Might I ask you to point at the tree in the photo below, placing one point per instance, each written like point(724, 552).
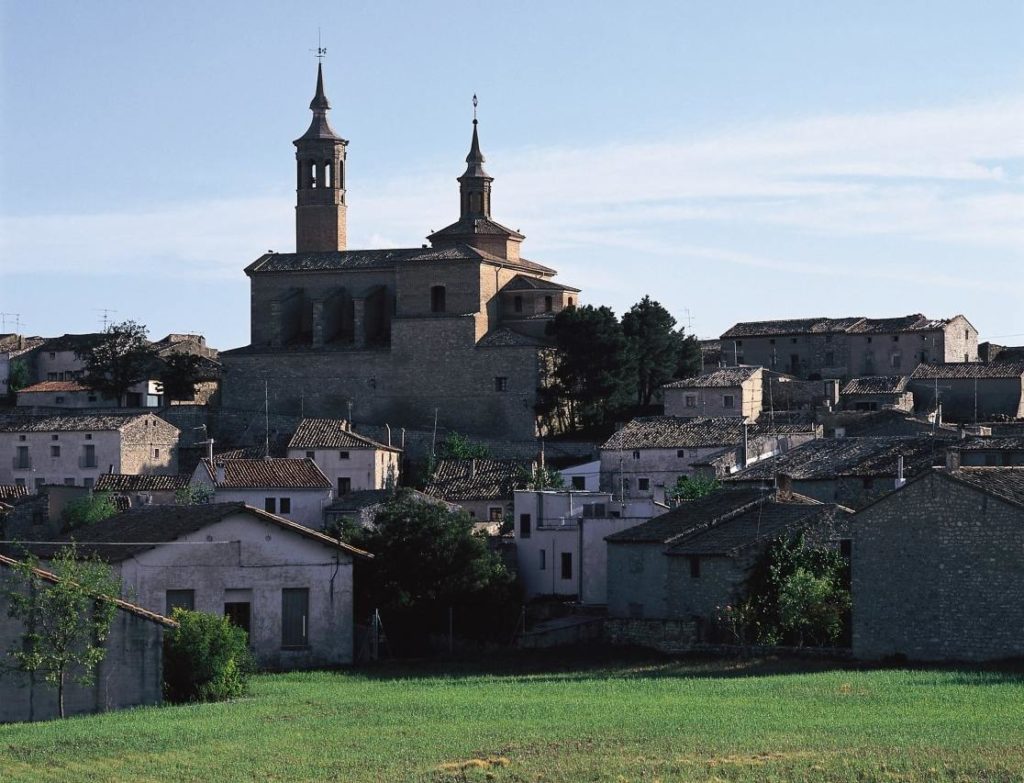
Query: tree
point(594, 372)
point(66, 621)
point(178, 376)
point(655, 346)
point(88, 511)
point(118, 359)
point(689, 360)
━━━━━━━━━━━━━━━━━━━━
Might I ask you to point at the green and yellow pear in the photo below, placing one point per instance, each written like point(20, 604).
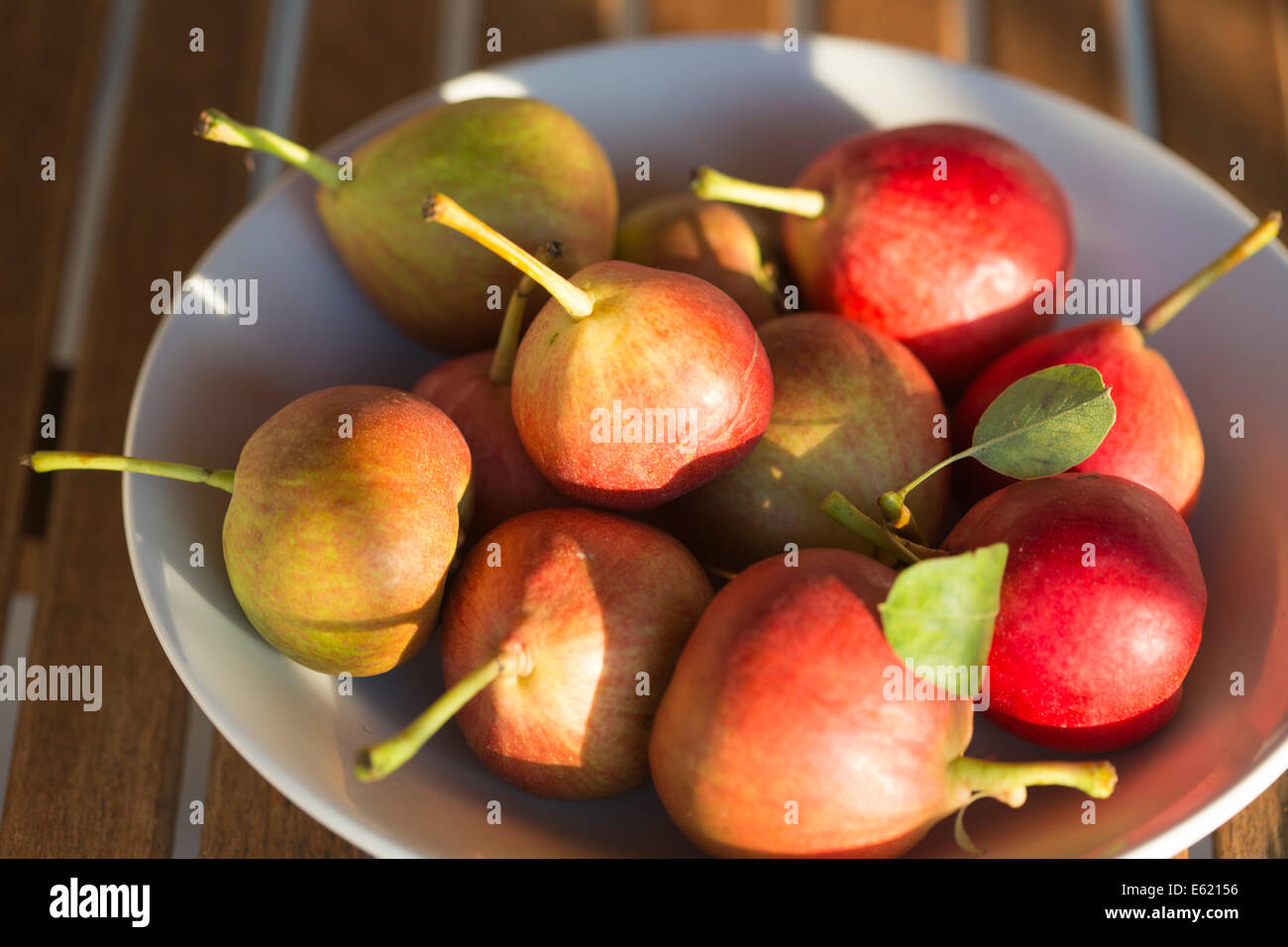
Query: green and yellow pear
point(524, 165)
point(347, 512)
━━━━━━━━━━━━━━━━━━━━
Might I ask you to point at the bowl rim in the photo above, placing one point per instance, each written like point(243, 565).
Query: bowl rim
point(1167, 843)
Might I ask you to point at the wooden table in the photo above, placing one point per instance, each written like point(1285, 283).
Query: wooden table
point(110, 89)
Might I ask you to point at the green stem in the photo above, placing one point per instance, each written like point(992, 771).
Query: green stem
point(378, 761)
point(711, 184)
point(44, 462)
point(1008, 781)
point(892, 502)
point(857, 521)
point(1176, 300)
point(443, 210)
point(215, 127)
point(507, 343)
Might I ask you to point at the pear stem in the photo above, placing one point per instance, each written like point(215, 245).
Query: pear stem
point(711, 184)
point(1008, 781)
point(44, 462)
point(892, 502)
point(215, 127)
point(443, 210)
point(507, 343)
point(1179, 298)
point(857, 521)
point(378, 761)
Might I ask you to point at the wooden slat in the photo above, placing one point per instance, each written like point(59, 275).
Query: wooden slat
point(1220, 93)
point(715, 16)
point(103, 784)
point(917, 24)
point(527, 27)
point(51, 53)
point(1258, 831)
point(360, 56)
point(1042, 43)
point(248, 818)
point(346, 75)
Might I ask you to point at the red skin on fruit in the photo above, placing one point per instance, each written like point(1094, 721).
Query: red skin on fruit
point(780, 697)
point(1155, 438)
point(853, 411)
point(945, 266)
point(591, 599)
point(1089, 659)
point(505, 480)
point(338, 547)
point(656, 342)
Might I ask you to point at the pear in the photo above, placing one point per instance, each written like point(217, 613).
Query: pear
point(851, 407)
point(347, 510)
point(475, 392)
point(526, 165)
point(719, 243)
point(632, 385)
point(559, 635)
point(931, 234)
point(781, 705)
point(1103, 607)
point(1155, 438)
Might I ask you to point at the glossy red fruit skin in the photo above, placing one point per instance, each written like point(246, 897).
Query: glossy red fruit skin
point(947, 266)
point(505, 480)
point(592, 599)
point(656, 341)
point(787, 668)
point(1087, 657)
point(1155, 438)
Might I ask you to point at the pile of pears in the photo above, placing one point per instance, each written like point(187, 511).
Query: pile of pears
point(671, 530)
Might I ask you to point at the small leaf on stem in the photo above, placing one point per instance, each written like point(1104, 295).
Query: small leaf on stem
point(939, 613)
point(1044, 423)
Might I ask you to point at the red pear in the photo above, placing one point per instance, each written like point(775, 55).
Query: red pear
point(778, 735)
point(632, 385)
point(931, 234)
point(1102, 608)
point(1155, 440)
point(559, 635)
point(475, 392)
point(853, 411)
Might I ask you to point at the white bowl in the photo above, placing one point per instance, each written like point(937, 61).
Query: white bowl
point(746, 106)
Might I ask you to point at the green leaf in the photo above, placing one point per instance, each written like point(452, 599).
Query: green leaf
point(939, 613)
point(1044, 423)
━━━━━━━━━━━━━━━━━━━━
→ **What you will do**: Reproduce the data word for word, starting at the line containing "Might I ask you to point at the green and" and ending at the line containing "point(347, 512)", both included, and omit the picture.

→ **Final result**:
Might I ask you to point at the green and yellow pear in the photo below, placing one point per instance, each written like point(20, 604).
Query: green and yellow pear
point(524, 165)
point(347, 512)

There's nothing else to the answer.